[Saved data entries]
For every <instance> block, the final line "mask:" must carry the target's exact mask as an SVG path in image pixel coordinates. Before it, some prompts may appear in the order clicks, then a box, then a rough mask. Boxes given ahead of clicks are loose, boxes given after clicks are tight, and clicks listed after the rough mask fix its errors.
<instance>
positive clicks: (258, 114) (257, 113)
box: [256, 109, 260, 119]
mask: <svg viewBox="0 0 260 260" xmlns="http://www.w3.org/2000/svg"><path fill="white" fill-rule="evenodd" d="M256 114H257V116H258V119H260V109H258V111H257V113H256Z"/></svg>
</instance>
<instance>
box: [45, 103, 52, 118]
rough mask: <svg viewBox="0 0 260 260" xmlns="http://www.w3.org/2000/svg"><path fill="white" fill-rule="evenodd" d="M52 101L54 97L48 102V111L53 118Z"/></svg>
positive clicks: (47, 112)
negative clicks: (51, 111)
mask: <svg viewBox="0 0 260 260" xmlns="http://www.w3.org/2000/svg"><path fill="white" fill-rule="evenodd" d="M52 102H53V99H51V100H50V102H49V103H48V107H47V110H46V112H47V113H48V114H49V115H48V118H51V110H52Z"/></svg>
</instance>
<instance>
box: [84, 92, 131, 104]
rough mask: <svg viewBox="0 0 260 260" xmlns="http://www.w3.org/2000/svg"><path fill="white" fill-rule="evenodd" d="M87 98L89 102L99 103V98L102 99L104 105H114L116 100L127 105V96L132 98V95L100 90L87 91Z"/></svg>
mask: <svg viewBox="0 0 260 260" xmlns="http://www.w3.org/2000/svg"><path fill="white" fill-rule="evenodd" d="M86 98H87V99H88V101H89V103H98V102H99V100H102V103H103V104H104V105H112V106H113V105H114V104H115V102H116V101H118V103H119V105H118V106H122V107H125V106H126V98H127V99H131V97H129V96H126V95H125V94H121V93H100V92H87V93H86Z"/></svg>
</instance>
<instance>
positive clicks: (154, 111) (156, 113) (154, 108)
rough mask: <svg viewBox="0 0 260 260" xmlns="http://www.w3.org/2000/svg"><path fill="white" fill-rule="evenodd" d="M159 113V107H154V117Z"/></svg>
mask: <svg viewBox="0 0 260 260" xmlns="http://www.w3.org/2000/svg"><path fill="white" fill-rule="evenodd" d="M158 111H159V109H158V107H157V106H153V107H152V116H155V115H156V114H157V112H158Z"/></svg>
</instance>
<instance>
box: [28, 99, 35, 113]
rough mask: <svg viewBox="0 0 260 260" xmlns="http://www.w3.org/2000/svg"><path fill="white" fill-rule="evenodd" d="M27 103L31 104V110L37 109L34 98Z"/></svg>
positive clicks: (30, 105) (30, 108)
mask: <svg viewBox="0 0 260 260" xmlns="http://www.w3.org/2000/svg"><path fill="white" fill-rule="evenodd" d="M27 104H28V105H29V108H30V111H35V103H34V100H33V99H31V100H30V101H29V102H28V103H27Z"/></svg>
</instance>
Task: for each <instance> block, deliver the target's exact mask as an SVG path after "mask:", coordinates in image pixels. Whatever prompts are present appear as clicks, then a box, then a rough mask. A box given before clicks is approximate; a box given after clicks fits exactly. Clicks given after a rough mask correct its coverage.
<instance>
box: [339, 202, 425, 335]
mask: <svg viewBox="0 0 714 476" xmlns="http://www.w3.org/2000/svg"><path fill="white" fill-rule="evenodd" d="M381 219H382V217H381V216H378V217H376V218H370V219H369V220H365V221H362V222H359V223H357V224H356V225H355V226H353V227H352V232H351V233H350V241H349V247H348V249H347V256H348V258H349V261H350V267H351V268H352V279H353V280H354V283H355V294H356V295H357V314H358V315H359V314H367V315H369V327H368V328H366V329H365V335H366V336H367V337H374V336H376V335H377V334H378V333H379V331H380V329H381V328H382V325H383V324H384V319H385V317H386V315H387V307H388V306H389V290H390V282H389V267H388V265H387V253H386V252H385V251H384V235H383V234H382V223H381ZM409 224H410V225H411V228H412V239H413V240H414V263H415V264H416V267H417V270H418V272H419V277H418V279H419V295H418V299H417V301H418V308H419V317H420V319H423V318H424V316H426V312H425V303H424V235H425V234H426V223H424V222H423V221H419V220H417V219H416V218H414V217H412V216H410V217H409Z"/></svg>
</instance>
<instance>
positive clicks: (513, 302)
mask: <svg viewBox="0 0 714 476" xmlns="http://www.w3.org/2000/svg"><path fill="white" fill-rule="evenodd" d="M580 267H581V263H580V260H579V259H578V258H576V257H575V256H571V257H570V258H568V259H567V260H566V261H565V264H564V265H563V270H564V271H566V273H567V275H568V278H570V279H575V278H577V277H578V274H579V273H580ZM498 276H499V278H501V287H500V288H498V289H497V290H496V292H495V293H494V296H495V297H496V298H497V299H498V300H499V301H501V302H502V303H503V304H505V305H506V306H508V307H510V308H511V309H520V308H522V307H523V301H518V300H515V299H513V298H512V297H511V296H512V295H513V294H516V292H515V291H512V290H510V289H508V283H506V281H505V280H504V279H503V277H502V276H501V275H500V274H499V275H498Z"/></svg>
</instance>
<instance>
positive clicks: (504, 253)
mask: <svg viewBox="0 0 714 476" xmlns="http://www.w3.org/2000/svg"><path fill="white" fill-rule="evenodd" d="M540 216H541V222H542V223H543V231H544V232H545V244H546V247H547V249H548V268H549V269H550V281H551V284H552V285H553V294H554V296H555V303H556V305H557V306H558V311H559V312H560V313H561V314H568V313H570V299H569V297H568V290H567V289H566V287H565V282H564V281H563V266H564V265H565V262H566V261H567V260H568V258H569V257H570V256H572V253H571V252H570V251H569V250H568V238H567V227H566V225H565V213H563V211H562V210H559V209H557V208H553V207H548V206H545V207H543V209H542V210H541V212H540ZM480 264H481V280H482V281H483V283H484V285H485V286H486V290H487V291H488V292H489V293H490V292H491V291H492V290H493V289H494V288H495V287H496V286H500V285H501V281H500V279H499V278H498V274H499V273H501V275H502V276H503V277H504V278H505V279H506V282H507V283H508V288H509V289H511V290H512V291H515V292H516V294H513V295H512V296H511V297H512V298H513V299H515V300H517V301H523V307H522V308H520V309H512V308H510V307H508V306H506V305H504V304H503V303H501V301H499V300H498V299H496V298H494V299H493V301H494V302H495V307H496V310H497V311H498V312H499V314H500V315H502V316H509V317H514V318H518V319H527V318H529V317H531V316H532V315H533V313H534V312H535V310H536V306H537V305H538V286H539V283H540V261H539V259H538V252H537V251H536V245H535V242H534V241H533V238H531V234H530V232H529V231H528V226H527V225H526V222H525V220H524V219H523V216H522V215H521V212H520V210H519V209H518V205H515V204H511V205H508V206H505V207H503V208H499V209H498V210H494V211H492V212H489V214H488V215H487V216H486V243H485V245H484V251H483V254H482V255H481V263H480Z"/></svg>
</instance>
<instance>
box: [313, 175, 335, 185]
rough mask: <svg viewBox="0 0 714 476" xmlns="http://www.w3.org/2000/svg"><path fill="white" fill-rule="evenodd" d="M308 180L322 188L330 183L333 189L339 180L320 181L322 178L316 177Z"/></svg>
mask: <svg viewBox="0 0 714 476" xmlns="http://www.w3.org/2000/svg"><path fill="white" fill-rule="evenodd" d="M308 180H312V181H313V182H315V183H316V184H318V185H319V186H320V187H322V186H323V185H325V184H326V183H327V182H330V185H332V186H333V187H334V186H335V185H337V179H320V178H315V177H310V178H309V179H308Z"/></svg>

INSTRUCTIONS FOR THE TASK >> Each entry needs to be given again exactly as it stands.

EXERCISE SOLUTION >>
For every <instance> block, the final line "mask:" must carry the target's exact mask as an SVG path in image pixel coordinates. Before it, some prompts may appear in the order clicks, then a box, then a rough mask. Boxes given ahead of clicks are loose, boxes given after clicks are tight, and clicks listed after the rough mask fix its errors.
<instance>
positive clicks: (258, 114) (257, 113)
box: [256, 109, 260, 119]
mask: <svg viewBox="0 0 260 260" xmlns="http://www.w3.org/2000/svg"><path fill="white" fill-rule="evenodd" d="M256 114H257V116H258V119H260V109H258V111H257V113H256Z"/></svg>
</instance>
<instance>
box: [45, 103, 52, 118]
rough mask: <svg viewBox="0 0 260 260" xmlns="http://www.w3.org/2000/svg"><path fill="white" fill-rule="evenodd" d="M52 101L54 97L48 102V111L53 118Z"/></svg>
positive clicks: (47, 112)
negative clicks: (51, 111)
mask: <svg viewBox="0 0 260 260" xmlns="http://www.w3.org/2000/svg"><path fill="white" fill-rule="evenodd" d="M52 102H53V99H51V100H50V102H49V103H48V107H47V110H46V112H47V113H48V114H49V115H48V118H51V110H52Z"/></svg>
</instance>
<instance>
box: [84, 92, 131, 104]
rough mask: <svg viewBox="0 0 260 260" xmlns="http://www.w3.org/2000/svg"><path fill="white" fill-rule="evenodd" d="M87 98L89 102L99 103V98L102 99L104 105H114L116 100L127 105V96L132 98V95L100 90L87 91Z"/></svg>
mask: <svg viewBox="0 0 260 260" xmlns="http://www.w3.org/2000/svg"><path fill="white" fill-rule="evenodd" d="M86 98H87V99H88V101H89V103H98V102H99V100H102V103H103V104H104V105H112V106H113V105H114V104H115V102H116V101H118V103H119V105H118V106H122V107H125V106H126V98H127V99H131V97H129V96H126V95H125V94H121V93H100V92H87V93H86Z"/></svg>
</instance>
<instance>
positive clicks: (154, 111) (156, 113) (154, 108)
rough mask: <svg viewBox="0 0 260 260" xmlns="http://www.w3.org/2000/svg"><path fill="white" fill-rule="evenodd" d="M159 113V107H154V117Z"/></svg>
mask: <svg viewBox="0 0 260 260" xmlns="http://www.w3.org/2000/svg"><path fill="white" fill-rule="evenodd" d="M158 111H159V109H158V107H157V106H153V107H152V116H155V115H156V114H157V112H158Z"/></svg>
</instance>
<instance>
box: [28, 99, 35, 113]
rough mask: <svg viewBox="0 0 260 260" xmlns="http://www.w3.org/2000/svg"><path fill="white" fill-rule="evenodd" d="M27 103L31 104V110L37 109L34 98Z"/></svg>
positive clicks: (30, 105) (30, 108)
mask: <svg viewBox="0 0 260 260" xmlns="http://www.w3.org/2000/svg"><path fill="white" fill-rule="evenodd" d="M27 104H28V105H29V108H30V111H35V103H34V100H33V99H31V100H30V101H29V102H28V103H27Z"/></svg>
</instance>
Task: for each <instance> block, deliver the target's exact mask as an SVG path after "mask:", coordinates in image pixels. Whatever prompts are present appear as clicks, then a box, then a rough mask. A box given before clicks is approximate; a box given after clicks fits exactly. Clicks given after a rough mask correct its coverage.
<instance>
box: [339, 202, 425, 335]
mask: <svg viewBox="0 0 714 476" xmlns="http://www.w3.org/2000/svg"><path fill="white" fill-rule="evenodd" d="M381 219H382V217H381V216H378V217H376V218H370V219H369V220H365V221H362V222H359V223H357V224H356V225H355V226H353V227H352V232H351V233H350V241H349V247H348V249H347V256H348V258H349V261H350V267H351V268H352V279H353V280H354V283H355V294H356V295H357V314H358V315H359V314H367V315H369V327H368V328H366V329H365V335H366V336H367V337H374V336H376V335H377V334H378V333H379V331H380V329H381V328H382V325H383V324H384V319H385V317H386V315H387V307H388V306H389V290H390V282H389V267H388V265H387V253H386V252H385V251H384V235H383V234H382V223H381ZM409 224H410V225H411V228H412V239H413V240H414V263H415V264H416V267H417V270H418V272H419V277H418V279H419V295H418V299H417V301H418V308H419V317H420V319H423V318H424V316H426V312H425V303H424V235H425V234H426V223H424V222H423V221H419V220H417V219H416V218H414V217H412V216H410V217H409Z"/></svg>
</instance>
<instance>
positive clicks: (513, 302)
mask: <svg viewBox="0 0 714 476" xmlns="http://www.w3.org/2000/svg"><path fill="white" fill-rule="evenodd" d="M580 267H581V263H580V260H579V259H578V258H576V257H575V256H571V257H570V258H568V259H567V260H566V261H565V264H564V265H563V270H564V271H566V273H567V275H568V278H570V279H575V278H577V277H578V274H579V273H580ZM498 276H499V278H501V287H500V288H498V289H497V290H496V292H495V293H494V296H495V297H496V298H497V299H498V300H499V301H501V302H502V303H503V304H505V305H506V306H508V307H510V308H511V309H520V308H522V307H523V301H518V300H515V299H513V298H512V297H511V296H512V295H513V294H516V292H515V291H512V290H510V289H508V283H506V281H505V280H504V279H503V277H502V276H501V275H500V274H499V275H498Z"/></svg>
</instance>
<instance>
positive clicks: (504, 253)
mask: <svg viewBox="0 0 714 476" xmlns="http://www.w3.org/2000/svg"><path fill="white" fill-rule="evenodd" d="M540 216H541V222H542V223H543V231H544V232H545V244H546V247H547V249H548V268H549V269H550V281H551V284H552V285H553V294H554V296H555V303H556V305H557V306H558V311H559V312H560V313H561V314H568V313H570V299H569V297H568V290H567V289H566V287H565V282H564V281H563V266H564V265H565V262H566V261H567V260H568V258H569V257H570V256H572V253H571V252H570V251H569V250H568V238H567V227H566V225H565V213H563V211H562V210H559V209H557V208H553V207H548V206H545V207H543V209H542V210H541V212H540ZM480 264H481V280H482V281H483V283H484V285H485V286H486V290H487V291H488V292H489V293H490V292H491V291H492V290H493V289H494V288H495V287H496V286H500V285H501V281H500V279H499V278H498V274H499V273H501V275H502V276H503V277H504V278H505V279H506V282H507V283H508V288H509V289H511V290H512V291H515V292H516V294H513V295H512V296H511V297H512V298H513V299H515V300H517V301H523V307H522V308H520V309H512V308H510V307H508V306H506V305H504V304H503V303H501V301H499V300H498V299H496V298H494V299H493V301H494V302H495V307H496V310H497V311H498V312H499V314H500V315H502V316H509V317H514V318H518V319H527V318H529V317H531V316H532V315H533V313H534V312H535V310H536V306H537V305H538V286H539V283H540V261H539V259H538V252H537V251H536V245H535V242H534V241H533V238H531V234H530V232H529V231H528V226H527V225H526V222H525V220H524V219H523V216H522V215H521V212H520V210H519V209H518V205H515V204H511V205H508V206H505V207H503V208H499V209H498V210H494V211H492V212H489V214H488V215H487V216H486V243H485V245H484V251H483V254H482V255H481V263H480Z"/></svg>
</instance>
<instance>
box: [313, 175, 335, 185]
rough mask: <svg viewBox="0 0 714 476" xmlns="http://www.w3.org/2000/svg"><path fill="white" fill-rule="evenodd" d="M308 180L322 188L330 183L333 189L339 180L320 181L322 178L316 177Z"/></svg>
mask: <svg viewBox="0 0 714 476" xmlns="http://www.w3.org/2000/svg"><path fill="white" fill-rule="evenodd" d="M308 180H312V181H313V182H315V183H316V184H318V185H319V186H320V187H322V186H323V185H325V184H326V183H327V182H330V185H332V186H333V187H334V186H335V185H337V179H320V178H315V177H310V178H309V179H308Z"/></svg>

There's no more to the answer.